**Problem description:** Copy out every one of the records below word for word, keeping each line as it is.

**Data excerpts:**
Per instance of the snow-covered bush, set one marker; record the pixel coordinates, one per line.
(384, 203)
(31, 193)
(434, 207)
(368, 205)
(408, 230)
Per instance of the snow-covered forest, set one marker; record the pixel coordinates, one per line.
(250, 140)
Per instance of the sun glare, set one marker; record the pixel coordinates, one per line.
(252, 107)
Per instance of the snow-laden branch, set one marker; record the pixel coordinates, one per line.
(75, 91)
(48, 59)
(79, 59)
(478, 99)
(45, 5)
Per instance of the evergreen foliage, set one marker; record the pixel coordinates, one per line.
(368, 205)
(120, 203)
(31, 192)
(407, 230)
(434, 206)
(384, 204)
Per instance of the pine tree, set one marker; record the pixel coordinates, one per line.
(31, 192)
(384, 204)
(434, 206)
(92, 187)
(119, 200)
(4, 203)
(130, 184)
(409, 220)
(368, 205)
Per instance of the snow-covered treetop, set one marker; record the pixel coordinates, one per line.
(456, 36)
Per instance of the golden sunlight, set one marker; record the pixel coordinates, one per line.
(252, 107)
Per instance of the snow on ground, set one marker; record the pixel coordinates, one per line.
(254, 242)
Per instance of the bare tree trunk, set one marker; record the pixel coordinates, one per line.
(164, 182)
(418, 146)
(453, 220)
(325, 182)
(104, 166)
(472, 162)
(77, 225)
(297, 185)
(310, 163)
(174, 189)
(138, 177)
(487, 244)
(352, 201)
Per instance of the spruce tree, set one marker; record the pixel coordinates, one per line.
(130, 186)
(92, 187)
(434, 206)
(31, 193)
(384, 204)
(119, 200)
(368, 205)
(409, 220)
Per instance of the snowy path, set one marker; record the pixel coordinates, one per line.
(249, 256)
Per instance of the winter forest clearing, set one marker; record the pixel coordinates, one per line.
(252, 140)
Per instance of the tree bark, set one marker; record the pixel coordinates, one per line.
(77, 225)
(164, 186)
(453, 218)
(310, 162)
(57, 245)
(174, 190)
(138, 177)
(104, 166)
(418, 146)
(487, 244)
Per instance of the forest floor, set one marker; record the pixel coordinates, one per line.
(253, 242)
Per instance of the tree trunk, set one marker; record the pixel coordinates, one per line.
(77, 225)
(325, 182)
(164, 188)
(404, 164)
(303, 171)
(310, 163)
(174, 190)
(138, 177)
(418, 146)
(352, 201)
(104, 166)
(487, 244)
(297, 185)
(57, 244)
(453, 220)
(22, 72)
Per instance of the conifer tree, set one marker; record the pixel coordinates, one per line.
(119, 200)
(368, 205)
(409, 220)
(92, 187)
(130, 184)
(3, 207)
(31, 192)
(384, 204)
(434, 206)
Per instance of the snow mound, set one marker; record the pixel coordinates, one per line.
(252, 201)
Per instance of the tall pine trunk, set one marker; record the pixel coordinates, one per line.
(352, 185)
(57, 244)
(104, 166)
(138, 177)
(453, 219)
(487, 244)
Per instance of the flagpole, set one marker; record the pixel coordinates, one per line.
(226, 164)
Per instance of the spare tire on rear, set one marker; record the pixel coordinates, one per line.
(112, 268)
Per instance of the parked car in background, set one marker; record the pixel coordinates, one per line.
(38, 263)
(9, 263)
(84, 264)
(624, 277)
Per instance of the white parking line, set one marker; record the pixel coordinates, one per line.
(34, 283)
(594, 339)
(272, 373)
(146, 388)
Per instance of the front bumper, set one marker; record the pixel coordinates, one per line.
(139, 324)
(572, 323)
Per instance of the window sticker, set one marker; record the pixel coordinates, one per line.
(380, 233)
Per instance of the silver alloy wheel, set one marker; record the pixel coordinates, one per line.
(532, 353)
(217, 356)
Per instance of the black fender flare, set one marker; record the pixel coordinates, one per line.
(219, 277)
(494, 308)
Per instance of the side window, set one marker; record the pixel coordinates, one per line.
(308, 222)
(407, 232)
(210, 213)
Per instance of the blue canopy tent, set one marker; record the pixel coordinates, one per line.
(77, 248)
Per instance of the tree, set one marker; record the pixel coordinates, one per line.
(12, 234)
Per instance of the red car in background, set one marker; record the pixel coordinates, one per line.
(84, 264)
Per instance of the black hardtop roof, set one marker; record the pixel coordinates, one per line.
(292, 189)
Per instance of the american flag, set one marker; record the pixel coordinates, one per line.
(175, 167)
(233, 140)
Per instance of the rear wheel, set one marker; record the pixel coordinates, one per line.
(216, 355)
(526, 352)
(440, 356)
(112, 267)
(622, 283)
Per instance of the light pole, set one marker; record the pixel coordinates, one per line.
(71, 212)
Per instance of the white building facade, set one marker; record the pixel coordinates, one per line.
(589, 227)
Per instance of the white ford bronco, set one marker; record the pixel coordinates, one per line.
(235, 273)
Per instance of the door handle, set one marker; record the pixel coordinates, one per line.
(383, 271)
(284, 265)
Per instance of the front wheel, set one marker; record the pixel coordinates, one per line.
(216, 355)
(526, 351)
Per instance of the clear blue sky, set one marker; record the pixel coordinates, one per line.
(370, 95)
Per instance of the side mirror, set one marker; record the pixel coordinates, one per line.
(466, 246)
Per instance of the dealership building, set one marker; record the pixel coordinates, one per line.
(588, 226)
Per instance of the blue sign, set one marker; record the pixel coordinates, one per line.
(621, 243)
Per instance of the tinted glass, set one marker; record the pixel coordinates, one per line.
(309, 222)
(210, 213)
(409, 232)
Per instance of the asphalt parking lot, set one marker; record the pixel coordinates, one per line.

**Solution:**
Per instance of the snow-covered bush, set one marker; record the pixel coordinates, one per line.
(384, 203)
(31, 193)
(434, 207)
(368, 205)
(408, 230)
Per instance of the snow-covered forest, set one marker; record the pixel coordinates, one per line.
(250, 140)
Per instance of the sun glare, set one marker; record the pixel coordinates, one per line.
(252, 107)
Per instance of the snow-laden branch, set one marker; record the pixel coordinates, one per line.
(75, 91)
(48, 59)
(79, 59)
(478, 99)
(45, 5)
Per instance of the evergreen foliage, set one marker; record the pixel coordinates, one per line.
(368, 205)
(120, 203)
(31, 192)
(407, 230)
(434, 206)
(384, 204)
Per instance of the pine tree, set one marker; record the pixel coordinates, one per line.
(31, 192)
(384, 204)
(434, 206)
(92, 187)
(119, 200)
(4, 203)
(130, 184)
(409, 220)
(368, 205)
Per instance of the snow-covered treetop, set one marker; record the pixel coordinates, one per line.
(456, 36)
Per instance of the golden sunlight, set one marker; record the pixel coordinates, one per line.
(252, 107)
Per instance of the snow on ground, set one marker; record the pixel coordinates, one per line.
(254, 242)
Per instance of the bare tree trunk, set one marker; record the pixel coordinates, one per line.
(164, 182)
(418, 146)
(453, 220)
(325, 182)
(104, 166)
(472, 162)
(77, 225)
(297, 185)
(310, 163)
(174, 189)
(138, 177)
(487, 244)
(352, 201)
Per instance of the spruce tree, set one marker; record the pixel coordinates, one per line.
(130, 186)
(92, 187)
(434, 206)
(31, 193)
(384, 204)
(119, 200)
(368, 205)
(409, 220)
Per instance of the snowy path, set one marker; record the pixel coordinates, one per line.
(249, 256)
Per instance of the winter forest clearing, set one marker; record the pixel coordinates, one per line.
(252, 140)
Per instance of the tree bark, set one marker; record the pixel coordinates, one per line.
(77, 225)
(164, 186)
(453, 218)
(310, 162)
(57, 245)
(174, 190)
(138, 177)
(104, 166)
(418, 146)
(487, 244)
Per instance of the forest floor, set one marker; record the pixel coordinates, one per line.
(253, 242)
Per instance of the tree trunk, set one marker; record the pixel coordinates, one per line.
(77, 225)
(325, 182)
(164, 188)
(404, 164)
(303, 171)
(310, 163)
(174, 190)
(138, 177)
(418, 146)
(352, 201)
(104, 166)
(487, 244)
(297, 185)
(57, 244)
(453, 220)
(22, 72)
Per instance of the conifer tree, set one marker; record the pixel coordinates, one per line.
(119, 200)
(368, 205)
(409, 220)
(92, 187)
(130, 184)
(3, 207)
(31, 192)
(384, 204)
(434, 206)
Per instance of the snow mound, set one marker; record the pixel coordinates, one per line.
(252, 201)
Per instance of the tall pine trunk, set one marker; record the pixel coordinates, one per line.
(352, 185)
(57, 244)
(104, 166)
(138, 177)
(453, 219)
(487, 244)
Per instance of the flagpole, set one marker; record the pixel coordinates, one per line.
(226, 164)
Per instance of the spare tire on rear, set one marker; record the pixel coordinates, one per line.
(112, 268)
Per instance of the parked car in background, set one marker; record the pixel coordinates, one per line.
(38, 263)
(9, 263)
(84, 264)
(624, 277)
Per instance of the white parking line, set one marker; record the pixel coordinates, one per line.
(34, 283)
(594, 339)
(272, 373)
(146, 388)
Per instance of the front bumper, set one marker; record the pixel coordinates, one per line.
(139, 324)
(572, 323)
Per instance of the window sticker, set one marker; record the pixel coordinates, one per line.
(380, 233)
Per instance of the silver alloy wheel, set one marker; record the pixel coordinates, one per line.
(532, 353)
(217, 356)
Per instance of the black fender flare, set one marker; record the pixel coordinates, one per line.
(219, 277)
(494, 308)
Per instance of the side window, set one marker; record the pixel coordinates, one per line.
(308, 222)
(407, 232)
(210, 213)
Per instance of the blue canopy tent, set one marker; record the pixel coordinates, one per line.
(77, 248)
Per instance of the tree, set one marker; record the pixel coordinates, one per line.
(12, 234)
Per instance of the red car in background, set one marker; record the pixel coordinates, one per line.
(84, 264)
Per instance of the black hardtop roof, set one marker; record the pixel coordinates, one per line.
(292, 189)
Per instance of the american flag, set one marker; record the pixel coordinates, one per line.
(175, 167)
(233, 140)
Per instance of the rear wheel, set one marker; record the pixel coordinates, one per line.
(216, 355)
(526, 352)
(440, 356)
(112, 267)
(622, 283)
Per instance of the light pole, set one marker; record the pixel coordinates, one per line.
(71, 212)
Per instance of the white building facade, set one marker; record the pixel coordinates, one per line.
(589, 227)
Per instance of the white ford bronco, set one marker; record the pixel coordinates, one per line.
(235, 273)
Per instance of the door handle, set one marker; record the pixel coordinates, one per line.
(383, 271)
(284, 265)
Per instance of the front wheel, set one marker; record the pixel coordinates, one per line.
(216, 355)
(526, 351)
Per instance of the clear blue sky, set one marker; record the pixel coordinates, one per line.
(370, 95)
Per instance of the side mirror, set one marker; record the pixel coordinates, one per line.
(466, 246)
Per instance of the dealership building, set one marker; record the pixel coordinates, one per line.
(588, 226)
Per instance of the blue sign, set one marker; record the pixel coordinates, one per line.
(621, 243)
Per instance of the tinted glass, set one marker; record the pixel coordinates, one per line.
(309, 222)
(210, 213)
(409, 232)
Per instance of the asphalt parking lot, set one marker; record the pixel coordinates, one per line.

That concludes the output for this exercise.